**WORK TO COMPLETE**
Can you write out the lines below as a numbered list, skipping any blank lines?

**DATA EXCERPTS**
----------------
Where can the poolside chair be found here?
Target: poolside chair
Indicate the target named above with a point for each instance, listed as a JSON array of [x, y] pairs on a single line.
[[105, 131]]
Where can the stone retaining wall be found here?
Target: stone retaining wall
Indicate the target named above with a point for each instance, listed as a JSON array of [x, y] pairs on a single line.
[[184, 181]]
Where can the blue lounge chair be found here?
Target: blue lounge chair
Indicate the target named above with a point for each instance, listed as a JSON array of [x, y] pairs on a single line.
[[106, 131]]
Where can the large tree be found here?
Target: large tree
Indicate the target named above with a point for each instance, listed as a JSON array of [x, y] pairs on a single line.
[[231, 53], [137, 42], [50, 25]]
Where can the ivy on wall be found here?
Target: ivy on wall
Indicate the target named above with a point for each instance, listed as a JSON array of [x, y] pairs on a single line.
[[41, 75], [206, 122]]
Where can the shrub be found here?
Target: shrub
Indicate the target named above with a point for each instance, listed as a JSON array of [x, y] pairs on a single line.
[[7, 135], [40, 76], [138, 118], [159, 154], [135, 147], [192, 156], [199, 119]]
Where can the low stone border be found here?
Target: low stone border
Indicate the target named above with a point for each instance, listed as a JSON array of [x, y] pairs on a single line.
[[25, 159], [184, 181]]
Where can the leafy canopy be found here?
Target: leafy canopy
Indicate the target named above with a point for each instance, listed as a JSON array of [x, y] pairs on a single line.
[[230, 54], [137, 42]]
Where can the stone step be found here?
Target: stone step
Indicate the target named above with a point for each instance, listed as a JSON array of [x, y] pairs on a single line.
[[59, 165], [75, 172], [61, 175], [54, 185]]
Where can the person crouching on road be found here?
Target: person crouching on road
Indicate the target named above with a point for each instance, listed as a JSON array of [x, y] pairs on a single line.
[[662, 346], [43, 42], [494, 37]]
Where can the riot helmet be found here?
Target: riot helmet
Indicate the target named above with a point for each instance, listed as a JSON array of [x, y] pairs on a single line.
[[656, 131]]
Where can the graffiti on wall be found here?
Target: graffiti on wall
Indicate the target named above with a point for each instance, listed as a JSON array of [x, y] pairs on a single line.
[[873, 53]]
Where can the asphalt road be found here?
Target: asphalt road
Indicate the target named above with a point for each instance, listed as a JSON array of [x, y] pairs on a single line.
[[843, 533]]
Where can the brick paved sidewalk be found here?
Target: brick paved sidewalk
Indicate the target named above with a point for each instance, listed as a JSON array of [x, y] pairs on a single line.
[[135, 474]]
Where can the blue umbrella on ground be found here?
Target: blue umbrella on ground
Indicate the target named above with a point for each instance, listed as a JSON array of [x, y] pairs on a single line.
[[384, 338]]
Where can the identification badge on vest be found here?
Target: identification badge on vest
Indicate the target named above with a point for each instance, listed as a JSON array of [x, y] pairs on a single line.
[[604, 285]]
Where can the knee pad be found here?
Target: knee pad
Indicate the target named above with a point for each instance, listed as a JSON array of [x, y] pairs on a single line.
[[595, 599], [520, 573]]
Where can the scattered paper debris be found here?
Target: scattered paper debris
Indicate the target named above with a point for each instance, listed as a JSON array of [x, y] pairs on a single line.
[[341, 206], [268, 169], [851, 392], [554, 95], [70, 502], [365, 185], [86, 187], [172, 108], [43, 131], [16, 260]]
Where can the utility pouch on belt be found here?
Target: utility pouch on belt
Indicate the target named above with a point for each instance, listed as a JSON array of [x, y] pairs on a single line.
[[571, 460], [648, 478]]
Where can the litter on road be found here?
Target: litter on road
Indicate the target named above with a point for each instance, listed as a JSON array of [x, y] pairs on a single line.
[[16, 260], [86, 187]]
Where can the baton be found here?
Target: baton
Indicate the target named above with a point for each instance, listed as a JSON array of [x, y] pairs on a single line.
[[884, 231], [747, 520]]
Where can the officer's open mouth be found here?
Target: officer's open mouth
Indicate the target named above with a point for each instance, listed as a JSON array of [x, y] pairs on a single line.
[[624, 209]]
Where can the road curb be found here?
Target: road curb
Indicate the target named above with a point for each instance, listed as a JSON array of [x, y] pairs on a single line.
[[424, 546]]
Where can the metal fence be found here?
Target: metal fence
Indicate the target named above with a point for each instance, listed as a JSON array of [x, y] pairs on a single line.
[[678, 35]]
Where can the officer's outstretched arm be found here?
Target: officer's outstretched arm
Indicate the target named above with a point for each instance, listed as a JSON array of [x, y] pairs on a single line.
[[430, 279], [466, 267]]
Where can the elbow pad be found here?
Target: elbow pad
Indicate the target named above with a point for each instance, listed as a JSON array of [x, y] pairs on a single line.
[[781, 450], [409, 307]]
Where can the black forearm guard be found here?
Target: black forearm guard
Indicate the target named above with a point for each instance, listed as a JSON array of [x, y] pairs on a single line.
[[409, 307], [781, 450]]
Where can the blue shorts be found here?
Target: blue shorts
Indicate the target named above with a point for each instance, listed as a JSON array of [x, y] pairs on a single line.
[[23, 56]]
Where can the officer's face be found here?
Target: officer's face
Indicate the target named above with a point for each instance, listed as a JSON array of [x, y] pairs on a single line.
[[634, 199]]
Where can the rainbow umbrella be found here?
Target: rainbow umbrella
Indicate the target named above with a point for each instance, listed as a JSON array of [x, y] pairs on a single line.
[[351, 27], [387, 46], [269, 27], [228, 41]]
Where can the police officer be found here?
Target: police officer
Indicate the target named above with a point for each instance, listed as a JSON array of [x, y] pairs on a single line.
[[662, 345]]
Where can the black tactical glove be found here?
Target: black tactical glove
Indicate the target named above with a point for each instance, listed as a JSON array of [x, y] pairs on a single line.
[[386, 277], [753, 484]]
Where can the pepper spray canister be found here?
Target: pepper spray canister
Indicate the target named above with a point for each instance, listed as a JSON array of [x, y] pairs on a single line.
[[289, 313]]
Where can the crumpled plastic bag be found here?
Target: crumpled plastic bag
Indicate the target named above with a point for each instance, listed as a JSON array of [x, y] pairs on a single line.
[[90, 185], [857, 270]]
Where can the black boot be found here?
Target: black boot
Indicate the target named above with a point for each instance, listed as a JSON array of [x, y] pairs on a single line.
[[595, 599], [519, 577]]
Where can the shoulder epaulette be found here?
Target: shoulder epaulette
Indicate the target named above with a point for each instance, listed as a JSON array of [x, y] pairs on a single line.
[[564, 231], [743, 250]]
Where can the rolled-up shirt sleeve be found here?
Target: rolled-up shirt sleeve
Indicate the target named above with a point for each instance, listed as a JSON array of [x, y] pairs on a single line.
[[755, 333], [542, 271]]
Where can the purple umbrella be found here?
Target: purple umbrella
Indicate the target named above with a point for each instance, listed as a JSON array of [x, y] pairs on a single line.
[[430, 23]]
----------------
**CORRECT OUTPUT**
1. Where can the poolside chair be found here?
2. Target: poolside chair
3. Indicate the target named above with a point for each instance, listed as a JSON array of [x, y] pairs on a single line.
4. [[105, 131]]
5. Where can the stone retaining wall be found here?
6. Target: stone retaining wall
7. Indicate the target named above with a point for each instance, listed as a JSON array of [x, y] pairs on a single line.
8. [[184, 181]]
9. Where can the blue lounge chair be found here?
10. Target: blue lounge chair
11. Indicate the target named above with a point for each instance, listed as a JSON array of [x, y] pairs on a single line.
12. [[106, 131]]
13. Where can the large tree be found here?
14. Target: large tree
15. Indicate the target named above with a point for each instance, listed as a JSON array of [x, y] pairs on a single line.
16. [[231, 53], [137, 42], [50, 25]]
17. Where can the ivy on wall be found here?
18. Target: ivy on wall
19. Indicate the target named above with a point for each instance, listed as a JSON array of [x, y] pairs on a single line.
20. [[41, 75], [206, 122]]
21. Where can the shrub be found here?
22. Target: shrub
23. Indicate the target named above with a point for each instance, listed as a JSON array of [x, y] pairs on a single line.
24. [[7, 135], [40, 76], [138, 118], [159, 154], [135, 147], [192, 156], [199, 119]]
25. Where can the low stone border be found here?
26. Target: low stone border
27. Indicate the target named above with a point for each instance, listed as a JSON array of [x, y] pairs on a single line.
28. [[25, 159], [184, 181]]
29. Where can the leafy canopy be found here?
30. Target: leafy canopy
31. Indicate the target named above with a point for each instance, listed as a JSON array of [x, y] pairs on a single line.
32. [[230, 54], [137, 42]]
33. Where can the stone step be found here?
34. Target: stone step
35. Indicate the target named above with a point for each instance, listed as a JSON array of [x, y] pairs on a single line.
36. [[59, 165], [75, 172], [61, 175], [54, 185]]
37. Where can the person crouching on road be found here?
38. Target: person crouching on road
39. Indicate the target named above with a point for each instance, listed as a JSON array of [x, y] pairs on a single line.
40. [[662, 346], [43, 42], [494, 37]]
41. Where can the riot helmet be found here?
42. Target: riot helmet
43. Indicate the target named above with a point for each instance, listed as a JSON array of [x, y] pairs on a single line.
44. [[656, 131]]
45. Where can the graffiti on wall be found here?
46. Target: graffiti on wall
47. Indicate the target named above with a point for each instance, listed as a JSON array of [x, y] pairs on a single line.
48. [[873, 53]]
49. Where can the asphalt road be found here?
50. Target: asphalt road
51. Indicate the target named above with a point for each instance, listed as a JSON array of [x, y] pairs on a single line.
52. [[843, 533]]
53. Where can the brick paved sidewalk be found here?
54. Target: brick paved sidewalk
55. Indicate the target named above with a point for each instance, listed as a JSON array of [x, y] pairs on a single line.
56. [[135, 474]]
57. Where can the blue umbrella on ground be found here?
58. Target: blue umbrella on ground
59. Indicate the target named above with a point for each instance, listed as a JSON array of [x, y] pairs on a single line.
60. [[384, 338]]
61. Where can the identification badge on vest be found here?
62. Target: identification badge on vest
63. Indicate the target named above with a point for each instance, listed as a JSON array of [x, y] pairs on a single line.
64. [[604, 285]]
65. Where can the knee pad be found here?
66. Target: knee pad
67. Indicate the target named above with a point for each instance, listed as a JSON array of [x, y] pairs on a single line.
68. [[595, 599], [520, 573]]
69. Where can the scattered paper debris be found here?
70. Target: scattered paper debris
71. Indicate the target named above with a point for each instance, listed as a JSON array of [x, y] pairs on a single line.
72. [[341, 206], [268, 169], [851, 392], [554, 95], [70, 502], [365, 185], [86, 187], [172, 108], [43, 131], [16, 260]]
73. Where can the utility pouch on belt be found here?
74. Target: utility pouch on belt
75. Indicate the target named above with a point for each instance, listed as a JSON array of [x, y] pairs on a single line.
76. [[571, 460], [648, 478]]
77. Where can the litter on road be found here?
78. Target: litter on road
79. Indicate the target named above with a point for each instance, listed as a JSON array of [x, y] pairs on a single line.
80. [[16, 260], [86, 187]]
81. Where can the baton be found here?
82. Target: baton
83. Indicate the target named above with a point for each instance, listed as a JSON array of [x, y] pairs on a single line.
84. [[884, 231], [747, 520]]
85. Where can the officer's open mouth be found here?
86. Target: officer's open mouth
87. Indicate the target named above with a point for each instance, listed as a JSON array of [x, y] pairs on a single line.
88. [[624, 209]]
89. Where can the road curb be found here?
90. Target: road curb
91. Indicate the target named above with a point for each instance, listed as a JSON array of [x, y] pairs on a single line.
92. [[424, 546]]
93. Where can the metal fence be found here?
94. Target: metal fence
95. Indicate the target named above with a point for each instance, listed as a JSON array of [x, y] pairs on a single line.
96. [[678, 35]]
97. Where can the officer's outstretched arm be found here?
98. Target: officer's outstretched arm
99. Indicate the target named above with a point for each instance, listed as a JSON array of [x, y] pairs on a single line.
100. [[430, 279], [466, 267]]
101. Where can the elbow pad be found here?
102. Target: elbow pad
103. Indicate the target named above with a point for each instance, listed as a JSON array of [x, y] pairs on a single line.
104. [[781, 450], [409, 307]]
105. Where can the black forearm guard be found here?
106. Target: black forearm guard
107. Indicate the target named above with a point for each instance, listed as a JSON array of [x, y] pairs on a single line.
108. [[409, 307], [781, 450]]
109. Where can the blue shorts be found here?
110. Target: blue shorts
111. Indicate the target named above with a point for each instance, listed as a JSON array of [x, y] pairs on a single line.
112. [[23, 56]]
113. Where can the officer's face be found here?
114. Target: officer's face
115. Indicate the target named above with a point for each instance, listed as a JSON array of [x, y] pairs on a single line.
116. [[634, 199]]
117. Where can the rainbow umbrella be found here?
118. Target: rainbow umbrella
119. Indicate the target named above with a point for each instance, listed as a JSON array of [x, y] pairs on a single line.
120. [[351, 27], [387, 46], [269, 27], [228, 41]]
121. Where can the police officer be found here?
122. Target: police officer
123. Indicate the target named above with a point for each instance, listed as a JSON array of [x, y] pairs on a single line.
124. [[662, 345]]
125. Where can the black tactical glove be found here?
126. Target: black tactical glove
127. Indicate the target named above with a point for each instance, listed as a JSON array of [x, y] pairs on a single line.
128. [[386, 277], [753, 484]]
129. Where can the pepper spray canister be found here?
130. Target: pepper spray canister
131. Indicate the target named above with a point for each instance, listed as a JSON array of [x, y] pairs on a single line.
132. [[289, 313]]
133. Where can the crumpled plastic bag be found here?
134. Target: crumpled plastic bag
135. Indicate the target named above with a point for each instance, listed as a JSON array of [x, y] pairs on a single line.
136. [[90, 185], [857, 270]]
137. Where can the black boot be found here?
138. Target: black boot
139. Indicate the target named above with a point for each instance, listed as a JSON array of [x, y] pairs on a single line.
140. [[595, 599], [519, 577]]
141. Where can the shoulder epaulette be found here?
142. Target: shoulder epaulette
143. Indicate the target named above with a point for each instance, listed as a JSON array of [x, y] pairs on a single line.
144. [[564, 231], [743, 250]]
145. Where can the rolled-up shirt sleeve be found here?
146. Target: rolled-up shirt sleeve
147. Indicate the target named above with a point for each instance, listed as a JSON array of [x, y] pairs on a single line.
148. [[755, 333], [542, 271]]
149. Where can the purple umbrella be found here?
150. Target: purple umbrella
151. Indicate the target named above with a point for each instance, listed as a JSON array of [x, y] pairs on a single line.
152. [[430, 23]]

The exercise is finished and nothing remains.